(Beginning of EXCERPTED PASSAGE)
A glycan gate controls opening of the SARS-CoV-2 spike protein

Abstract

SARS-CoV-2 infection is controlled by the opening of the spike protein receptor binding domain (RBD), which transitions from a glycan-shielded 'down' to an exposed 'up' state to bind the human angiotensin-converting enzyme 2 receptor and infect cells. While snapshots of the 'up' and 'down' states have been obtained by cryo-electron microscopy and cryo-electron tomagraphy, details of the RBD-opening transition evade experimental characterization. Here over 130 µs of weighted ensemble simulations of the fully glycosylated spike ectodomain allow us to characterize more than 300 continuous, kinetically unbiased RBD-opening pathways. Together with ManifoldEM analysis of cryo-electron microscopy data and biolayer interferometry experiments, we reveal a gating role for the N-glycan at position N343, which facilitates RBD opening. Residues D405, R408 and D427 also participate. The atomic-level characterization of the glycosylated spike activation mechanism provided herein represents a landmark study for ensemble pathway simulations and offers a foundation for understanding the fundamental mechanisms of SARS-CoV-2 viral entry and infection.

Figure 1

Glycosylated spike RBD “down” and “open” conformations. (A) The SARS-CoV-2 spike head (gray) with glycans (dark blue) as simulated, with the stalk domain and membrane (not simulated here, but shown in transparent for completeness). RBD shown in cyan, receptor binding motif (RBM) in pink. Side view of the “down” (shielded, B) and “open” (exposed, C) RBD. Top view of the closed (shielded, D) and “open” (exposed, E) RBM. Composite image of glycans (dark blue lines) shows many overlapping snapshots of the glycans over the microsecond simulations.

Figure 2

Atomically detailed pathways of spike opening. (A-E) Snapshot configurations along the opening pathway with chain A shown in cyan, chain B in gray, and chain C in pink and the glycan at position N343 is shown in magenta. (F) Scatter plot of data from the 310 continuous pathways with the Cα RMSD of the RBD from the 6VSB “up” state plotted against the RBD —core distance. Data points are colored based on % RBD solvent accessible surface area compared to the RBD “down” state 6VXX. Location of snapshots shown in A-E are labeled. (G) Primary regions of spike defined for tracking progress of the opening transition. The spike core is composed of three central helices per trimer, colored according to chain as in (A-E). The RBD contains a structured pair of antiparallel beta sheets and an overlay of snapshots from a continuous WE simulation are shown colored along a spectrum resembling the palette in (F). Overlayed cryoEM structures are highlighted and labeled including the initial RBD “down” state, 6VXX, the target RBD “up” state and the ACE2 bound “open” state, 7A95.
(End of EXCERPTED PASSAGE)
(Beginning of INFORMATION PROVIDED)
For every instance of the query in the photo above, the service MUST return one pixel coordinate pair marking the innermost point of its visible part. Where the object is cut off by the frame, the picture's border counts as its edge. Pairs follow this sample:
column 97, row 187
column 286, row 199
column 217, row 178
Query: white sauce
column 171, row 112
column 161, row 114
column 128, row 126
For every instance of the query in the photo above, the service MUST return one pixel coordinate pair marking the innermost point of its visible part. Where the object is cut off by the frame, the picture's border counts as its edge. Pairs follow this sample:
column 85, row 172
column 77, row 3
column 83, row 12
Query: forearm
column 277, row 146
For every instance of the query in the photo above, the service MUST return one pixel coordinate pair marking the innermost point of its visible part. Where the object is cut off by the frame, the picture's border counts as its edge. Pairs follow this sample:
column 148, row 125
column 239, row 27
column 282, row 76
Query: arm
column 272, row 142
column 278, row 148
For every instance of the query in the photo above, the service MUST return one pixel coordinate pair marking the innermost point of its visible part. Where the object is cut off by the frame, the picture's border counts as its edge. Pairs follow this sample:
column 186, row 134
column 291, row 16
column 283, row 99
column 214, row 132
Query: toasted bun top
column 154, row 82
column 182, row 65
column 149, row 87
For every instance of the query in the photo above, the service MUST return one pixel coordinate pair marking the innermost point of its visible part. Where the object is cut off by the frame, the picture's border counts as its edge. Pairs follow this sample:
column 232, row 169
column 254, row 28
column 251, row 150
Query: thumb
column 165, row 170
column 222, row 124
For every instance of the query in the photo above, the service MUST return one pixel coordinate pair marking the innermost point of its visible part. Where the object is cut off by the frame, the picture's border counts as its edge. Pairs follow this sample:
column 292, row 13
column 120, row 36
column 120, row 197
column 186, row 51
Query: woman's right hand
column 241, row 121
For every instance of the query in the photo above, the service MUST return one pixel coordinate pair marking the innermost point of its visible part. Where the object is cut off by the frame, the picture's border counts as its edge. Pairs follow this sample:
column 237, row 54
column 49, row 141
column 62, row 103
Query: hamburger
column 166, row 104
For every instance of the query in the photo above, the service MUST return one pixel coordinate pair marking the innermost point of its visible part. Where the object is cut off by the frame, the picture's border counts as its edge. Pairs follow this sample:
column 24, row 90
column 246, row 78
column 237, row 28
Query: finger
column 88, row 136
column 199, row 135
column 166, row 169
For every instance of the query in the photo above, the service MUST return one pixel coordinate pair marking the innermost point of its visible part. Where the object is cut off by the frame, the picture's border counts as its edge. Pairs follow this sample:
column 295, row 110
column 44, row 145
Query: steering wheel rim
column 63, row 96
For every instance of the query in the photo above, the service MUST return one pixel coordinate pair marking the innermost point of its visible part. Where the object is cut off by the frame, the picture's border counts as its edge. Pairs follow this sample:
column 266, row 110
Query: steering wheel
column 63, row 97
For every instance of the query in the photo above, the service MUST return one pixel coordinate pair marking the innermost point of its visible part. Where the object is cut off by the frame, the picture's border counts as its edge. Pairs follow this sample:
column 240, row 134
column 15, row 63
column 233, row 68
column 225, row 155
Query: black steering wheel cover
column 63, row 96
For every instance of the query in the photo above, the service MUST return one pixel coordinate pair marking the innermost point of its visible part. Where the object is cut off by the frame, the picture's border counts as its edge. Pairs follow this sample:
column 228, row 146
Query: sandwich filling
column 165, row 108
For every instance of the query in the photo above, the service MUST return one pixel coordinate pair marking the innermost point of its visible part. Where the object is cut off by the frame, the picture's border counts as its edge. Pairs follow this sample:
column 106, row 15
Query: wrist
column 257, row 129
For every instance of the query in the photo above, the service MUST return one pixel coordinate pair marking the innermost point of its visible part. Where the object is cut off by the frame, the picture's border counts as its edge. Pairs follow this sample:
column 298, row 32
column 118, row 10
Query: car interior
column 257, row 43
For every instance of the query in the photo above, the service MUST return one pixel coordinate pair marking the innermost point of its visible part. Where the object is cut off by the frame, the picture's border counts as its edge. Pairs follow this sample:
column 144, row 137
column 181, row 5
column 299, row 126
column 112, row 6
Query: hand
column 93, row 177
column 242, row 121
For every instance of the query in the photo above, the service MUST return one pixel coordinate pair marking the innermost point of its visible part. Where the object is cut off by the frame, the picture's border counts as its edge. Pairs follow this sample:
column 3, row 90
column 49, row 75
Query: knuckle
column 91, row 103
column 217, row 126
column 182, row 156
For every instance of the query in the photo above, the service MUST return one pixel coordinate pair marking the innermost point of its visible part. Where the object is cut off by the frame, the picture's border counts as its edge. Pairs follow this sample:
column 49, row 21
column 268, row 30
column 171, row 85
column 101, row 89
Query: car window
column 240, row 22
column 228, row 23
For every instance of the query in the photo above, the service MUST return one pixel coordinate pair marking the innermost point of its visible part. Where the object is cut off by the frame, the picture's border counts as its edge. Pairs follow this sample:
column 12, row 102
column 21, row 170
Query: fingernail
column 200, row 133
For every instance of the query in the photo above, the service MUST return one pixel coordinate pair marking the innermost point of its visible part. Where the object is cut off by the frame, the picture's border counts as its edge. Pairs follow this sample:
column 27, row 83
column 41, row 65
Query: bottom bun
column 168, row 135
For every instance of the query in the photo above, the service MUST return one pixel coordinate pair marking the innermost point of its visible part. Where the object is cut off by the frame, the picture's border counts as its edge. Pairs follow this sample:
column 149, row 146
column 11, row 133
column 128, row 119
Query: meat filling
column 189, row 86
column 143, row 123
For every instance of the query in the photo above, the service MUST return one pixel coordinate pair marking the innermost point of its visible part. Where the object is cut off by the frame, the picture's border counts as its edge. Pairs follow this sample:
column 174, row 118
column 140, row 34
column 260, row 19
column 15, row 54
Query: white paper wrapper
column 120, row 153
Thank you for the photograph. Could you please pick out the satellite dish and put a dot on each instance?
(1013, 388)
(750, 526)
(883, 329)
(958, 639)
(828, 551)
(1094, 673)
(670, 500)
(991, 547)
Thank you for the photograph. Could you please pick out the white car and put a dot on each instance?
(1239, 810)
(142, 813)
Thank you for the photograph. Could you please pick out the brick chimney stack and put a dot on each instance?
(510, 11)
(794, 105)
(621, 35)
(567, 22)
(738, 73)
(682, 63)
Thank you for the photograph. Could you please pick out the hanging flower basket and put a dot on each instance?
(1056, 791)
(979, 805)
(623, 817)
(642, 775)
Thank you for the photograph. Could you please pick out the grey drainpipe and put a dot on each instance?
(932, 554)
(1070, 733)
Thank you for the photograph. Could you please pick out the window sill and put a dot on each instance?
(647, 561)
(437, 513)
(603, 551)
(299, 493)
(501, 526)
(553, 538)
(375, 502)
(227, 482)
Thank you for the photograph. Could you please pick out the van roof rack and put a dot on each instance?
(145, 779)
(End of INFORMATION PROVIDED)
- TASK INSTRUCTIONS: Which structure codes appear in the spike-protein text above, and what state does the text assign each one?

- TASK OUTPUT:
- 6VSB: the RBD "up" state
- 6VXX: the RBD "down" state
- 7A95: the ACE2 bound "open" state